DATASET EXTRACT
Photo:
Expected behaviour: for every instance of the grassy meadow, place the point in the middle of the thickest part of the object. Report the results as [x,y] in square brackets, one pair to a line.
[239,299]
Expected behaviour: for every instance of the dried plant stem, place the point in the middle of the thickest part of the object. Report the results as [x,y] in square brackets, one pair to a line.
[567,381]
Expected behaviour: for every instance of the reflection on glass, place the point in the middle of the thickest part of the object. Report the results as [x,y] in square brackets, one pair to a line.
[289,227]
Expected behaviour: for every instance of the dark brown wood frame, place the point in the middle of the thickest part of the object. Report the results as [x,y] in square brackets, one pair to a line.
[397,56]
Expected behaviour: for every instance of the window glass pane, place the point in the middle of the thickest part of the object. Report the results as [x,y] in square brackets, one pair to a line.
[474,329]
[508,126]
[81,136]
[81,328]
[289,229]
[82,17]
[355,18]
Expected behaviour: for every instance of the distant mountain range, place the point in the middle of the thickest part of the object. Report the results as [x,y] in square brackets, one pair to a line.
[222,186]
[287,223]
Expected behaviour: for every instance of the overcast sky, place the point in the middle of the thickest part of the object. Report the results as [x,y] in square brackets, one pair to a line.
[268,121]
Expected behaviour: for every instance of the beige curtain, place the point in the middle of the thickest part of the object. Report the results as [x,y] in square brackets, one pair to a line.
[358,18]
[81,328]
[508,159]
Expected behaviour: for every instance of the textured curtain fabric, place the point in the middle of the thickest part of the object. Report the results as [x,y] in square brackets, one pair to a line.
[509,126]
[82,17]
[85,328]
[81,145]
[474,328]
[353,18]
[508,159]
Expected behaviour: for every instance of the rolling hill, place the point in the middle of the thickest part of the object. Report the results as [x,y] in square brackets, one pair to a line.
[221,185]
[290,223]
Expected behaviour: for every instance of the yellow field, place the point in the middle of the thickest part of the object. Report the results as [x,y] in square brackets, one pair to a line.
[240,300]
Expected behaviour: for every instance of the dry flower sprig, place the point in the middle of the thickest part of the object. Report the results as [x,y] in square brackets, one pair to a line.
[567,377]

DIRECTIONS FOR THIS TASK
Output the listing above exactly as it appears.

RIGHT ANSWER
Photo:
Expected behaviour: for every instance of the grassy meadow, place the point in the middle of the thickest part of the object. Report the results as [x,y] in square brackets, one pair to a line.
[239,299]
Expected behaviour: for every instance of the dried plant stem, place the point in the middle of the thickest part of the object. Report the results as [x,y] in square brackets, one pair to a line.
[567,381]
Expected behaviour: for every instance of the reflection on glass, place the point in the middle of the thickest part of the object. Report the results as [x,y] in square brackets, one pair to a line.
[289,227]
Expected behaviour: for every instance of the dark brown wood frame, place the point in the middle of the thickest part of the object. Report the results as [x,y] in square brackets, one pair to a line.
[397,56]
Expected behaviour: for every instance of the window glass pane, place the point in the middle of the thickest part of the object. Report the results as [x,y] in square brackets, one pair to a line.
[474,329]
[508,126]
[81,136]
[81,328]
[289,229]
[82,17]
[355,18]
Expected behaviour: for every instance of the distant mountain range, place the point in the middle of the thickest part of the object. Report the results as [x,y] in square brackets, one pair to a line.
[222,186]
[287,223]
Expected behaviour: for every instance of the overcast sky, place the point in the middle of the thickest part of the object. Report the results as [x,y] in square brackets, one pair to a line.
[268,121]
Expected behaviour: for every instance of the beige curtain, place the point in the middle of the thickest part of the object. Report the results as [x,y] in square brackets, one pair to a line.
[358,18]
[81,328]
[508,159]
Expected behaviour: for every instance of the textured curtain fabric, place the point in the middle of the thickest part of the object. Report the results as [x,y] in square brackets, one pair to a line.
[509,126]
[82,17]
[85,328]
[81,145]
[474,328]
[353,18]
[508,159]
Expected behaviour: for every instance of the rolling hill, place the point in the middle of the thickest part of the object. Report the results as [x,y] in square brackets, one pair to a line.
[221,185]
[290,223]
Expected behaviour: for every instance of the yellow field, place the point in the middle of the thickest part of the object. Report the results as [x,y] in square brackets, one pair to a line.
[240,300]
Expected behaviour: for every instance of the dry flower sprig, place the point in the middle of the thickest part of the object. Report the results as [x,y] in square brackets, one pair to a line.
[567,377]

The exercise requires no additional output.